--- Begin ---
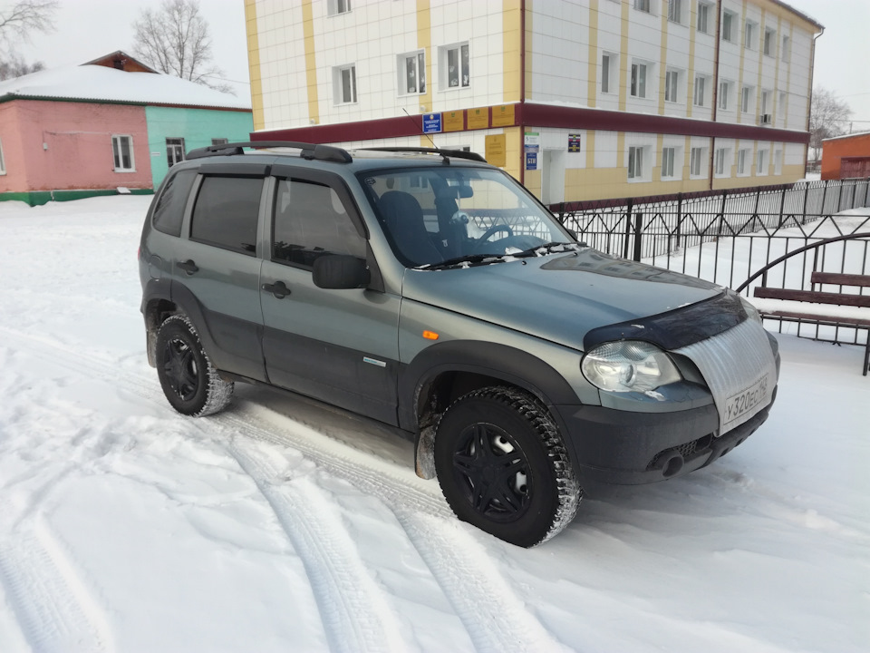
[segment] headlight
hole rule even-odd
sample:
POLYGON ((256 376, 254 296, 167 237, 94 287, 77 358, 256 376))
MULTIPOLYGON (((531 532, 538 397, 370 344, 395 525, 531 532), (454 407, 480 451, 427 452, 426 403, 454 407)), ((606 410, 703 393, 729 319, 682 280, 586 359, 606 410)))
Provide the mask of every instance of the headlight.
POLYGON ((759 324, 761 324, 761 315, 759 313, 759 309, 752 306, 749 299, 740 297, 740 304, 743 305, 743 310, 746 311, 746 315, 749 316, 750 320, 755 320, 759 324))
POLYGON ((646 392, 682 378, 667 354, 641 340, 599 345, 580 369, 593 385, 613 392, 646 392))

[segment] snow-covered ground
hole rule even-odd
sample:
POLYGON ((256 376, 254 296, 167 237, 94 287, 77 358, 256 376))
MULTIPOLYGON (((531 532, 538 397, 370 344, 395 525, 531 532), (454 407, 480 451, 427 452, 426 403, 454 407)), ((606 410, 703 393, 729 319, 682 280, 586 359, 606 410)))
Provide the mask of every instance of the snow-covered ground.
POLYGON ((860 348, 779 336, 747 443, 517 549, 386 429, 253 387, 174 413, 139 313, 149 200, 0 203, 3 653, 870 650, 860 348))

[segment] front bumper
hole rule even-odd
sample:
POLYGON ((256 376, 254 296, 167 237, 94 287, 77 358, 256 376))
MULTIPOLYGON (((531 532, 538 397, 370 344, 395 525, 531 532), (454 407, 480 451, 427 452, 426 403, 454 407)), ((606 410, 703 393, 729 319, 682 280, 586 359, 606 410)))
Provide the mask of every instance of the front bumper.
MULTIPOLYGON (((777 391, 773 391, 776 399, 777 391)), ((676 413, 630 413, 602 406, 557 405, 583 479, 619 485, 656 482, 704 467, 764 424, 771 401, 721 437, 715 406, 676 413)))

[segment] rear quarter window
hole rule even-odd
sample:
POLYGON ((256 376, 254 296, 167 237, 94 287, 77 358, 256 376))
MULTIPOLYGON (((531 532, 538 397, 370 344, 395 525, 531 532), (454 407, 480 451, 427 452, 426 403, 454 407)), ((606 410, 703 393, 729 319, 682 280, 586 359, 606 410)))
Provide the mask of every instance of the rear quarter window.
POLYGON ((193 207, 190 239, 254 256, 262 190, 262 179, 203 179, 193 207))

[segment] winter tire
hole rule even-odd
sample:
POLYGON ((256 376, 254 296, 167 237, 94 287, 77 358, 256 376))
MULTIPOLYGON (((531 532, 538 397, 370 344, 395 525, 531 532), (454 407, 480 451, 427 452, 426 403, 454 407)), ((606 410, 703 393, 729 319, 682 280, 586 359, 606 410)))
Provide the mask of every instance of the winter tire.
POLYGON ((435 469, 460 520, 521 547, 561 531, 583 496, 553 418, 515 388, 475 390, 447 409, 435 469))
POLYGON ((157 335, 157 375, 167 400, 179 413, 194 417, 222 410, 233 395, 202 348, 184 316, 170 317, 157 335))

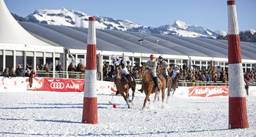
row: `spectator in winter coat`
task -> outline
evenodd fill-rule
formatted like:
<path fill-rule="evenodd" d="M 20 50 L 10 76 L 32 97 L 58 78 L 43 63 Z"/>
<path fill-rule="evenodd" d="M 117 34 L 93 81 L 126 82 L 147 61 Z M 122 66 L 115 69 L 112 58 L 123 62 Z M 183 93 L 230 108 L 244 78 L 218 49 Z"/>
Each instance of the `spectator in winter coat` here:
<path fill-rule="evenodd" d="M 9 75 L 10 77 L 15 77 L 17 76 L 16 73 L 15 72 L 14 68 L 11 68 L 11 71 L 10 72 L 10 74 Z"/>
<path fill-rule="evenodd" d="M 63 68 L 61 66 L 61 63 L 60 62 L 59 62 L 58 65 L 56 66 L 56 71 L 60 72 L 63 71 Z"/>
<path fill-rule="evenodd" d="M 26 69 L 26 72 L 25 74 L 25 76 L 26 77 L 30 77 L 30 70 L 29 69 Z"/>
<path fill-rule="evenodd" d="M 30 73 L 30 77 L 31 77 L 31 78 L 34 78 L 34 77 L 37 77 L 38 76 L 38 75 L 37 74 L 37 73 L 36 73 L 36 72 L 35 72 L 35 70 L 33 69 L 31 73 Z"/>
<path fill-rule="evenodd" d="M 15 72 L 17 76 L 24 77 L 23 70 L 21 68 L 21 65 L 20 64 L 19 64 L 18 65 L 18 68 L 16 69 Z"/>
<path fill-rule="evenodd" d="M 3 76 L 8 78 L 9 77 L 9 68 L 6 68 L 4 69 L 4 71 L 3 73 Z"/>

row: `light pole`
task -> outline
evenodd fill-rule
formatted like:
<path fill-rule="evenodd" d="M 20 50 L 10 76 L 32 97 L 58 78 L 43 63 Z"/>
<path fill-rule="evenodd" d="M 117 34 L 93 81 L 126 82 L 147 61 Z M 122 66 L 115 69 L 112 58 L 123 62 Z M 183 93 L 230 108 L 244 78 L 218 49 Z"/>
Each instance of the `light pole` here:
<path fill-rule="evenodd" d="M 158 47 L 158 42 L 159 41 L 158 40 L 156 40 L 156 49 L 155 51 L 155 57 L 156 58 L 156 55 L 157 54 L 157 48 Z"/>
<path fill-rule="evenodd" d="M 141 54 L 141 62 L 142 62 L 142 41 L 144 40 L 144 39 L 141 39 L 138 40 L 138 41 L 140 42 L 140 54 Z"/>

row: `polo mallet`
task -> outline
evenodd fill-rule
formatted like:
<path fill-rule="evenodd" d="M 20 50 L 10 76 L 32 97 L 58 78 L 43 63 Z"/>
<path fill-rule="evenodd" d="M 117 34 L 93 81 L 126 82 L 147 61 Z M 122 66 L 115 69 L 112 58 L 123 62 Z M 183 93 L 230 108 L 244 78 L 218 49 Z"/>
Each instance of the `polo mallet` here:
<path fill-rule="evenodd" d="M 159 41 L 158 40 L 156 40 L 156 51 L 155 51 L 155 57 L 156 58 L 156 56 L 157 54 L 157 48 L 158 47 L 158 42 Z"/>
<path fill-rule="evenodd" d="M 141 62 L 142 62 L 142 41 L 144 40 L 144 39 L 141 39 L 138 40 L 138 41 L 140 42 L 140 54 L 141 54 Z"/>
<path fill-rule="evenodd" d="M 113 89 L 115 89 L 115 84 L 114 84 L 114 87 L 113 88 Z M 113 92 L 114 93 L 114 91 L 113 91 Z M 117 108 L 117 105 L 114 105 L 114 104 L 113 103 L 112 103 L 112 101 L 113 100 L 113 97 L 114 97 L 114 95 L 112 95 L 112 98 L 111 98 L 111 101 L 109 101 L 109 103 L 111 105 L 113 105 L 113 108 Z"/>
--- End ---
→ **Aim**
Copy the listing verbatim, starting at the line that contains "[segment] front bumper" and ending at the line that contains "POLYGON ((193 207, 190", with both of those lines included.

→ **Written answer**
[segment] front bumper
hole rule even-odd
sample:
POLYGON ((256 376, 254 296, 167 237, 94 287, 77 358, 256 376))
MULTIPOLYGON (((531 532, 538 397, 370 344, 395 525, 531 532), (454 407, 480 451, 427 452, 426 403, 454 407)), ((606 410, 703 393, 729 319, 682 280, 586 359, 606 410)))
Provide the mask of every instance of the front bumper.
MULTIPOLYGON (((777 391, 773 391, 776 399, 777 391)), ((676 413, 630 413, 602 406, 557 405, 583 479, 619 485, 656 482, 704 467, 764 424, 771 401, 721 437, 715 406, 676 413)))

[segment] rear quarter window
hole rule even-odd
sample:
POLYGON ((256 376, 254 296, 167 237, 94 287, 77 358, 256 376))
MULTIPOLYGON (((531 532, 538 397, 370 344, 395 525, 531 532), (454 407, 480 451, 427 452, 426 403, 454 407)), ((606 410, 703 393, 729 319, 682 280, 586 359, 606 410)))
Provide the mask of every instance of the rear quarter window.
POLYGON ((193 207, 190 239, 254 256, 262 190, 262 179, 203 179, 193 207))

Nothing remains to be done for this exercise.